## Task details
Return the full listing character for character, without its pictures.

╔══

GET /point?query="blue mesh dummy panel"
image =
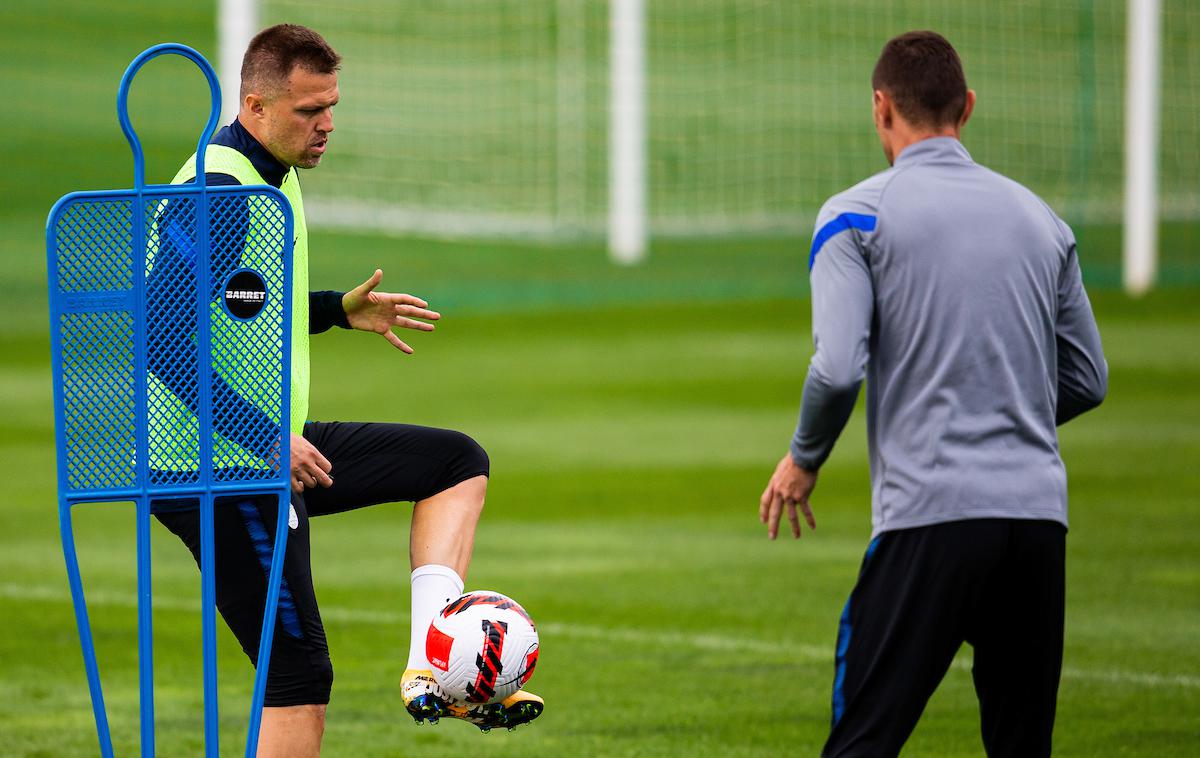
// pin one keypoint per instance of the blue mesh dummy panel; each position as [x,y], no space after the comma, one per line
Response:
[181,340]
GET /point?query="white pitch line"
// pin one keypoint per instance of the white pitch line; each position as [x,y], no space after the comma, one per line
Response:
[718,643]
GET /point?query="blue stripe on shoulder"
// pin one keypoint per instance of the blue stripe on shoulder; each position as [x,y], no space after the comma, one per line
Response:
[843,222]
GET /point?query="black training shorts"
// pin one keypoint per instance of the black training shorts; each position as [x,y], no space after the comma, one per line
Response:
[372,463]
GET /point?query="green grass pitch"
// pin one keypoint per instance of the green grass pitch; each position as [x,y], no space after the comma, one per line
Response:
[633,417]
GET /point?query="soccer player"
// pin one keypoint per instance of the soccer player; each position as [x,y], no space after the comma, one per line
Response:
[957,293]
[285,122]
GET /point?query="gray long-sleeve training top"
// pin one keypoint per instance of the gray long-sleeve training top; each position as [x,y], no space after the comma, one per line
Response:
[957,293]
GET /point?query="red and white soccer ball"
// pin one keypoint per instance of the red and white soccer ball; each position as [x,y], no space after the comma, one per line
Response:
[483,647]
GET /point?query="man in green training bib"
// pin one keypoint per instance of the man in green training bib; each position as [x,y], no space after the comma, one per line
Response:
[288,91]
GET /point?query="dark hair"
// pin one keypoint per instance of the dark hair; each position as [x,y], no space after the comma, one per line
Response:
[923,74]
[276,50]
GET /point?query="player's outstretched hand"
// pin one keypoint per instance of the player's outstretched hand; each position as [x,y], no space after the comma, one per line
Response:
[790,486]
[309,467]
[381,312]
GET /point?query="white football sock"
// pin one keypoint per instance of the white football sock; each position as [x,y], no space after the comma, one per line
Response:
[433,587]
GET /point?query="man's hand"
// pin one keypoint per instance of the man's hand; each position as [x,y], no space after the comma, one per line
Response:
[790,486]
[309,467]
[381,312]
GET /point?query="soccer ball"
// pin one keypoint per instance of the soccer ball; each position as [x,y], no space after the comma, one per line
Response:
[483,647]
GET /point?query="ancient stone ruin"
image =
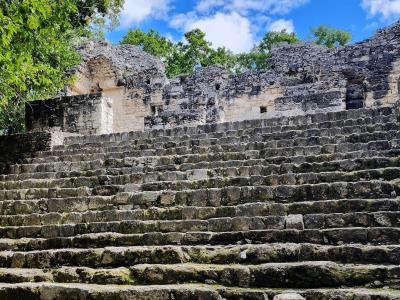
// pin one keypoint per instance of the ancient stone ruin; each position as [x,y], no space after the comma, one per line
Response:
[278,184]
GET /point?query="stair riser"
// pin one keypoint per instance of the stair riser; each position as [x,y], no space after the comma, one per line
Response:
[371,236]
[381,219]
[120,257]
[256,134]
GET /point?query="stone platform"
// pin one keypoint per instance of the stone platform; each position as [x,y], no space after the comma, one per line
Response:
[303,207]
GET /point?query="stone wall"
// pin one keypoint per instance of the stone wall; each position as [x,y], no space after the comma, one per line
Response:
[14,148]
[301,79]
[86,114]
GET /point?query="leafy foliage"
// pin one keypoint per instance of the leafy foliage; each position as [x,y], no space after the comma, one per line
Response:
[271,38]
[330,37]
[151,42]
[257,58]
[180,57]
[37,39]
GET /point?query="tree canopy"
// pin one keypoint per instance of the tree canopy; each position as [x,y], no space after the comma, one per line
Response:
[37,39]
[330,37]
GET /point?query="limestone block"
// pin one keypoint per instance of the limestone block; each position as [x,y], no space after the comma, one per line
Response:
[289,296]
[294,222]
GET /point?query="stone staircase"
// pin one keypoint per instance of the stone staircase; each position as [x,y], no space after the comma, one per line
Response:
[290,208]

╚══

## Task output
GET /point?query="blue mesh dummy panel"
image =
// pin one keypoint per instance of the blue mesh dummy panel; each position as [x,y], no space after the comma, one per line
Response:
[181,340]
GET /point?query="white pitch line"
// pin one keypoint per instance of the white pitch line; each position as [x,y], no space after the comma, one per line
Response:
[718,643]
GET /point?query="blue stripe on shoulder"
// pin one keypoint per instance of the blue stripe on shoulder; each position as [x,y], no space after the comma, one per line
Response:
[843,222]
GET /point?query="black training shorts"
// pin one keypoint per instance of the black training shorts; each position as [x,y], no space after the comma, one per line
Response:
[372,463]
GET /point?query="green grass pitch"
// pin one keypoint per instance of the green grass pitch; each position as [x,y], no space after the comma, one per line
Response:
[633,417]
GET /point?query="soccer player"
// pin one keypoint per instance of the soccer player; each position as [x,y], no space after the comma, one per line
Response:
[957,293]
[285,122]
GET /point?query="gray long-sleeve training top"
// pin one keypoint per instance of the gray long-sleeve training top; each position as [x,y], no space after the comma, one per line
Response:
[957,293]
GET /point?query="red and white soccer ball"
// pin one keypoint per instance of the red and white soccer ball; each position as [x,y], no space after the comma, one per line
Response:
[483,647]
GET /point?query="man in green training bib"
// pin one keypoint per instance of the man in green training bib; each position as [x,y], no space after the comma, one per line
Response:
[288,91]
GET /point?query="dark hair"
// pin one keypoint per instance of the dark hair; each position as [x,y], no space after the comma, one per line
Response:
[923,74]
[276,50]
GET /point?query="player's outstretched hand"
// pin one keypoint per instance of the player's outstretched hand; each position as [x,y], no space after the comma, one per line
Response:
[790,486]
[309,467]
[381,312]
GET /point?query="white football sock"
// pin one keypoint per instance of the white football sock; each position as [x,y], no space after the comma, one per line
Response:
[433,587]
GET /point?query="man's hand"
// pin one keypoint per instance of the man's hand; each position as [x,y], no space after the comma, one per line
Response:
[790,486]
[309,467]
[381,312]
GET /point?query="soccer ball"
// pin one keypoint per instance of the soccer ball; each position as [x,y], no space after the comma, one per line
Response:
[483,647]
GET /point?query="ancient stone ruin"
image =
// pin one keypoint per instance of the ancient stone ruin; each position as [x,y], no space after the comma, one per line
Response:
[278,184]
GET /point?query="stair riser"
// pin one keypoint per instance of the stair riser; each position as [x,y], no space after the comma, one per line
Response:
[371,236]
[381,219]
[120,257]
[256,134]
GET /point?query="stone platform"
// pin one keypoint per instance of the stone platform; each position as [x,y], no space after the comma, one per line
Response:
[303,207]
GET /point?query="stone wall"
// pin one keypoint per instance of the stone wall; each position as [x,y], no space after the comma, one per line
Response:
[14,148]
[301,79]
[86,114]
GET /point?query="leafy foliage"
// pin one keypoint per instance of the leafy foliage; each position as [x,y], no space after the comma, one per line
Response:
[271,38]
[330,37]
[151,42]
[257,58]
[180,57]
[37,39]
GET /point?query="tree canopy"
// pin one keypoint per instance of the tree canopy; each position as [x,y], no space after the comma, one per line
Response:
[37,39]
[330,37]
GET /point?query="limestone block"
// pin one keypoint per instance of the limestone block; each position as [x,y], no space after the comma, one per line
Response:
[289,296]
[294,222]
GET /point?query="stone staircase"
// pin one keypoint per instance of the stone staircase; each position as [x,y], no space after the comma, one per line
Response:
[290,208]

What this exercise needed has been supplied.